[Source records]
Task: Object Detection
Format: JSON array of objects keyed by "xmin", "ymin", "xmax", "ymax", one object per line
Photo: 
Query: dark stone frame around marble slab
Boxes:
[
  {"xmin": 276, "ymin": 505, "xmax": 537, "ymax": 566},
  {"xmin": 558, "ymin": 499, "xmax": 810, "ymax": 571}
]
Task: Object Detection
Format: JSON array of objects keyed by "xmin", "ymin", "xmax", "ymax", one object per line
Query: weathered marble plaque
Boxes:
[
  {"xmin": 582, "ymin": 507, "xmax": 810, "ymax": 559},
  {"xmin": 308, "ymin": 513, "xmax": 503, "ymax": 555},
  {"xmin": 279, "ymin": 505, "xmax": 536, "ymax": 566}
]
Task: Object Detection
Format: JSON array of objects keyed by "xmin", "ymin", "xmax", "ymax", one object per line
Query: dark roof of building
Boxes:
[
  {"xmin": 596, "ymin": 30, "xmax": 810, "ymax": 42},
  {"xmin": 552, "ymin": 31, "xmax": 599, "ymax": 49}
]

■ The problem
From the records above, copy every line that contains the string "ymin", treating uppercase and lowercase as different.

■ Complete response
Format: JSON array of objects keyed by "xmin", "ymin", "xmax", "ymax", one object per line
  {"xmin": 276, "ymin": 505, "xmax": 537, "ymax": 566},
  {"xmin": 558, "ymin": 499, "xmax": 810, "ymax": 571}
Format: JSON array of objects keyed by "xmin", "ymin", "xmax", "ymax", one object per line
  {"xmin": 582, "ymin": 507, "xmax": 810, "ymax": 559},
  {"xmin": 308, "ymin": 513, "xmax": 503, "ymax": 555},
  {"xmin": 279, "ymin": 505, "xmax": 536, "ymax": 566}
Format: JSON array of objects keyed by "xmin", "ymin", "xmax", "ymax", one object per line
  {"xmin": 596, "ymin": 30, "xmax": 810, "ymax": 42},
  {"xmin": 552, "ymin": 31, "xmax": 599, "ymax": 49}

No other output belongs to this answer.